**WHAT THE EXERCISE ASKS**
Reproduce the listing below word for word, keeping every line unchanged.

**MATERIAL**
• • • •

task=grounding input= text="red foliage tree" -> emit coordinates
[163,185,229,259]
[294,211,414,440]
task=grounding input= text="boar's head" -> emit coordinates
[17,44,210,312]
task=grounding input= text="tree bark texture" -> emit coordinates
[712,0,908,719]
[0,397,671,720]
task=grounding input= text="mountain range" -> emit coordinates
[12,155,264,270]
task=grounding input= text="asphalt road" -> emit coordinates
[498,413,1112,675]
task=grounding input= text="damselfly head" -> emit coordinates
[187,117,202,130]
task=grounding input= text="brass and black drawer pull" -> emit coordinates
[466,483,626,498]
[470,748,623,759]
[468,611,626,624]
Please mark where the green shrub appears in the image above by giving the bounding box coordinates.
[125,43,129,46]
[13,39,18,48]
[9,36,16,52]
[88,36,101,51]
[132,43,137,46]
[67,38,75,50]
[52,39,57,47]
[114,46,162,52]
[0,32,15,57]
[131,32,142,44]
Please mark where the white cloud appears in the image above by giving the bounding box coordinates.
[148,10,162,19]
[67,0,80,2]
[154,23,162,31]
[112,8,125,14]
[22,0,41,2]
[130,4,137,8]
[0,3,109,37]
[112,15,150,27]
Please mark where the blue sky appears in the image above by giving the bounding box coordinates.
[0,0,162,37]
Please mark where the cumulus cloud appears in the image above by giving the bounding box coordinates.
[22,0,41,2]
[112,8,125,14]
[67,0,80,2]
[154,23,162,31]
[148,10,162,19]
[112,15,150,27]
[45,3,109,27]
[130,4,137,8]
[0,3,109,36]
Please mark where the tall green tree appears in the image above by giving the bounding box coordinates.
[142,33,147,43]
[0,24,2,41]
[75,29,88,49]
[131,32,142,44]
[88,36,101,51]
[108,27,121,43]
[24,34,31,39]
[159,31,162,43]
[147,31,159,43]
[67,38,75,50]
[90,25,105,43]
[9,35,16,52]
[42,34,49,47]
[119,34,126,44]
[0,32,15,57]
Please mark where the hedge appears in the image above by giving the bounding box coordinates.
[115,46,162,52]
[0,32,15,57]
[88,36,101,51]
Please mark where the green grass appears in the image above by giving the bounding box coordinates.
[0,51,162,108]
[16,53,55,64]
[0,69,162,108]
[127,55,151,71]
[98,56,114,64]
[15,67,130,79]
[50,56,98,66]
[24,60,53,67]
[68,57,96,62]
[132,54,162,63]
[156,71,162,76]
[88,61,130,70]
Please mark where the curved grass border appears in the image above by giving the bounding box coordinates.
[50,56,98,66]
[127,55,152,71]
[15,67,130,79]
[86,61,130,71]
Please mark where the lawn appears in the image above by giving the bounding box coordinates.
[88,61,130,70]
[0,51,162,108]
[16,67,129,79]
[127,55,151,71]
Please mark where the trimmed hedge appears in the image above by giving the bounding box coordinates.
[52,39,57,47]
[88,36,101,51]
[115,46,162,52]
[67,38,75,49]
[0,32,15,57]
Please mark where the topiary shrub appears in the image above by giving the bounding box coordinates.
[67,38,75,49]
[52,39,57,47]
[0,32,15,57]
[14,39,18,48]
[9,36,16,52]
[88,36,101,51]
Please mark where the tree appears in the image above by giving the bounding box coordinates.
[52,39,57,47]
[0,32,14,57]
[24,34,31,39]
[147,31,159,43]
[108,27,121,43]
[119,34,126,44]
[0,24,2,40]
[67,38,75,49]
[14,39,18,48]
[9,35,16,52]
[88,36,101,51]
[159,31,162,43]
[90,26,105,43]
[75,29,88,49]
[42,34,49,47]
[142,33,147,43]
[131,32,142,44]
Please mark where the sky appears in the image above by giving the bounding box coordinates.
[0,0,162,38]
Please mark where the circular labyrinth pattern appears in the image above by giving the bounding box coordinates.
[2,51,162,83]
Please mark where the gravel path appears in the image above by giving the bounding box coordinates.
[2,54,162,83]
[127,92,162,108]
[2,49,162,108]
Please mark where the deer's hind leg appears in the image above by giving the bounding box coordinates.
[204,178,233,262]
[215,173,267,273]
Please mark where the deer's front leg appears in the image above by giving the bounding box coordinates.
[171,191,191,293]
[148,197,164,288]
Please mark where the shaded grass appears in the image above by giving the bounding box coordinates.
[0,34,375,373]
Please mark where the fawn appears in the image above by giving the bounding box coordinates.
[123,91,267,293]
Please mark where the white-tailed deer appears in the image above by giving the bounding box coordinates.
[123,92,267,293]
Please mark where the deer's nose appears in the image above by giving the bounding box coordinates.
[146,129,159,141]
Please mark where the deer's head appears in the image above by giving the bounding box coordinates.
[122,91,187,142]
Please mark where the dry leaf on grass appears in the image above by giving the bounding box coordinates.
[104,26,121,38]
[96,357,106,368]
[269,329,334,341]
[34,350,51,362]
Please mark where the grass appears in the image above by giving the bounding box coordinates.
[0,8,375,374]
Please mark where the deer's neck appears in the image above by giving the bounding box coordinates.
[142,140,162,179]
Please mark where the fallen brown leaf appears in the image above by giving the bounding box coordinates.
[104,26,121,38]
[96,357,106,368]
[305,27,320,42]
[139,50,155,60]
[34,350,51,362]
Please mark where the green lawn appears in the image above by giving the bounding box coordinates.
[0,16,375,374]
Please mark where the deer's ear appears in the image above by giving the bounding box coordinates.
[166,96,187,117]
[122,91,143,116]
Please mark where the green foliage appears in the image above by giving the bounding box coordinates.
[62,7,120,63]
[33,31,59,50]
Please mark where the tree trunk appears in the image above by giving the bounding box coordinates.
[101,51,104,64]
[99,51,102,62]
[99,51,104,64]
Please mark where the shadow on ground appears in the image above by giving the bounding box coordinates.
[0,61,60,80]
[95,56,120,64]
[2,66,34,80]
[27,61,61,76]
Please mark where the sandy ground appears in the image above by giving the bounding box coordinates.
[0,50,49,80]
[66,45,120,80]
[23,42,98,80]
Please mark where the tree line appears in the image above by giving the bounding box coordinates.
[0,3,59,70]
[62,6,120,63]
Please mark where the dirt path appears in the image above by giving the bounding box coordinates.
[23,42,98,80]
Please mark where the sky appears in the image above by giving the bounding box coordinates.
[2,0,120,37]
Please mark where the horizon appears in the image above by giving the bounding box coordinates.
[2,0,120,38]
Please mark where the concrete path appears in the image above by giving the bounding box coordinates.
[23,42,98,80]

• • • •

**ANSWER TO THE PROBLEM**
task=grounding input= text="red foliage tree" -> emit coordinates
[163,185,229,259]
[294,211,414,440]
task=grounding input= text="boar's head" -> emit coordinates
[17,44,210,312]
task=grounding input= text="tree bark texture" -> emit coordinates
[712,0,908,719]
[0,397,671,720]
task=grounding input= text="mountain range" -> emit coordinates
[12,155,264,270]
task=grounding input= text="asphalt road" -> emit coordinates
[498,413,1112,675]
task=grounding input= text="damselfly head" -> emit coordinates
[187,117,202,130]
task=grounding input= text="brass and black drawer pull" -> emit coordinates
[466,483,626,498]
[470,748,623,759]
[468,611,626,624]
Please mark where the green shrub appears in the image above by giving the bounding box coordinates.
[125,43,129,46]
[13,39,18,48]
[9,36,16,52]
[88,36,101,51]
[132,43,137,46]
[67,38,75,50]
[52,39,57,47]
[114,46,162,52]
[0,32,15,57]
[131,32,142,44]
Please mark where the white cloud appears in the image above by giving the bounding box coordinates.
[148,10,162,19]
[67,0,80,2]
[154,23,162,31]
[112,8,125,14]
[22,0,41,2]
[130,4,137,8]
[0,3,109,37]
[112,15,150,27]
Please mark where the blue sky appears in the image above by giving the bounding box coordinates.
[0,0,162,37]
Please mark where the cumulus cloud appears in the image above by giving the bounding box coordinates.
[22,0,41,2]
[112,8,125,14]
[67,0,80,2]
[154,23,162,31]
[148,10,162,19]
[112,15,150,27]
[45,3,109,27]
[130,4,137,8]
[0,3,109,36]
Please mark where the tall green tree appears in the image above by giving the bounding box coordinates.
[142,33,147,43]
[0,24,2,41]
[75,29,88,49]
[131,32,142,44]
[88,36,101,51]
[108,27,121,43]
[24,34,31,39]
[159,31,162,43]
[147,31,159,43]
[67,38,75,50]
[90,25,105,43]
[9,35,16,52]
[42,34,49,47]
[119,34,126,44]
[0,32,15,57]
Please mark where the hedge appears in the image above by giving the bounding box coordinates.
[115,46,162,52]
[0,32,15,57]
[88,36,101,51]
Please mark where the green grass appears in the image above by giving the bounding box coordinates.
[0,51,162,108]
[16,53,55,64]
[0,69,162,108]
[127,55,151,71]
[98,56,114,64]
[15,67,130,79]
[50,56,98,66]
[24,60,53,67]
[68,57,96,62]
[132,54,162,63]
[156,71,162,76]
[88,61,130,70]
Please mark where the curved grass border appears in the image above by giving the bounding box coordinates.
[50,56,98,66]
[127,55,152,71]
[15,67,130,79]
[86,61,130,71]
Please mark where the lawn appears in the image above by giving the bounding box coordinates.
[88,61,130,70]
[0,51,162,108]
[16,67,129,79]
[127,55,151,71]
Please mark where the trimmed hedge appears in the image above by giving the bounding box coordinates.
[52,39,57,47]
[88,36,101,51]
[115,46,162,52]
[67,38,75,49]
[0,32,15,57]
Please mark where the topiary shrub appears in the image above by giving the bounding box coordinates.
[67,38,75,49]
[52,39,57,47]
[0,32,15,57]
[14,39,18,48]
[9,36,16,52]
[88,36,101,51]
Please mark where the tree appears in the image above by giving the bounding box coordinates.
[52,39,57,47]
[0,32,14,57]
[24,34,31,39]
[147,31,159,43]
[108,27,121,43]
[119,34,126,44]
[0,24,2,40]
[67,38,75,49]
[14,39,18,48]
[9,35,16,52]
[88,36,101,51]
[159,31,162,43]
[90,26,105,43]
[75,29,88,49]
[42,34,49,47]
[142,33,147,43]
[131,32,142,44]
Please mark where the sky appears in the image above by giving the bounding box coordinates.
[0,0,162,38]
Please mark where the circular labyrinth pattern appears in the image above by giving the bounding box coordinates.
[2,51,162,83]
Please mark where the gravel path appears in the image above by giving the bounding box coordinates.
[2,54,162,83]
[127,92,162,108]
[2,49,162,108]
Please mark where the deer's hind leg appears in the image above by giving the bounding box coordinates.
[204,178,233,262]
[215,173,267,273]
Please mark where the deer's front leg appears in the image above by giving the bounding box coordinates.
[171,191,191,293]
[148,197,164,288]
Please mark where the shaded grass appears in the image above by giving the bounding box coordinates.
[0,34,375,373]
Please mark where the fawn appears in the image above by giving the bounding box coordinates.
[123,91,267,293]
Please mark where the white-tailed deer appears in the image above by giving the bounding box coordinates.
[123,92,267,293]
Please mark where the deer's nose appears in the image above by giving the bounding box coordinates.
[146,129,159,141]
Please mark where the deer's head appears in the image above by giving the bounding box coordinates.
[122,91,187,142]
Please mark where the dry leaf on grass appears in the image above by giving the bounding box coordinates.
[104,26,121,38]
[96,357,106,368]
[269,329,334,341]
[34,350,51,362]
Please mark where the grass appears in the image above by giving the bounding box coordinates.
[0,8,375,374]
Please mark where the deer's neck appears in the image above by giving the bounding box coordinates.
[142,140,162,179]
Please mark where the fallen brown leaf appears in the image above by giving the bounding box coordinates.
[104,26,121,38]
[96,357,106,368]
[305,27,320,42]
[139,50,155,60]
[34,350,51,362]
Please mark where the green lawn appears in the image above by giving the bounding box coordinates.
[0,16,375,374]
Please mark where the deer's ear appears in the image above by giving the bounding box coordinates.
[166,96,187,117]
[122,91,143,116]
Please mark where the green foliage appears in the image above by giving the bounding box coordinates.
[62,7,120,63]
[33,31,59,50]
Please mark where the tree trunk appears in the image above by giving the bounding box coordinates.
[101,51,104,64]
[99,51,102,62]
[99,51,104,64]
Please mark where the shadow on ground appears in the image above by giving the bounding box coordinates.
[0,61,60,80]
[95,56,120,64]
[2,66,34,80]
[27,61,61,76]
Please mark where the sandy ground appears in the image above by giving the bounding box coordinates.
[0,50,49,80]
[66,45,120,80]
[23,42,98,80]
Please mark where the tree line appears in the image above by giving the bounding box coordinates.
[0,3,59,70]
[62,6,120,63]
Please mark where the dirt path appears in the image above by giving the bounding box coordinates.
[23,42,98,80]
Please mark where the sky appears in the image above by giving the bounding box coordinates.
[2,0,120,37]
Please mark where the horizon appears in the image above by giving the bounding box coordinates.
[2,0,120,38]
Please mark where the concrete path appears in the image above by giving the bounding box coordinates.
[23,42,98,80]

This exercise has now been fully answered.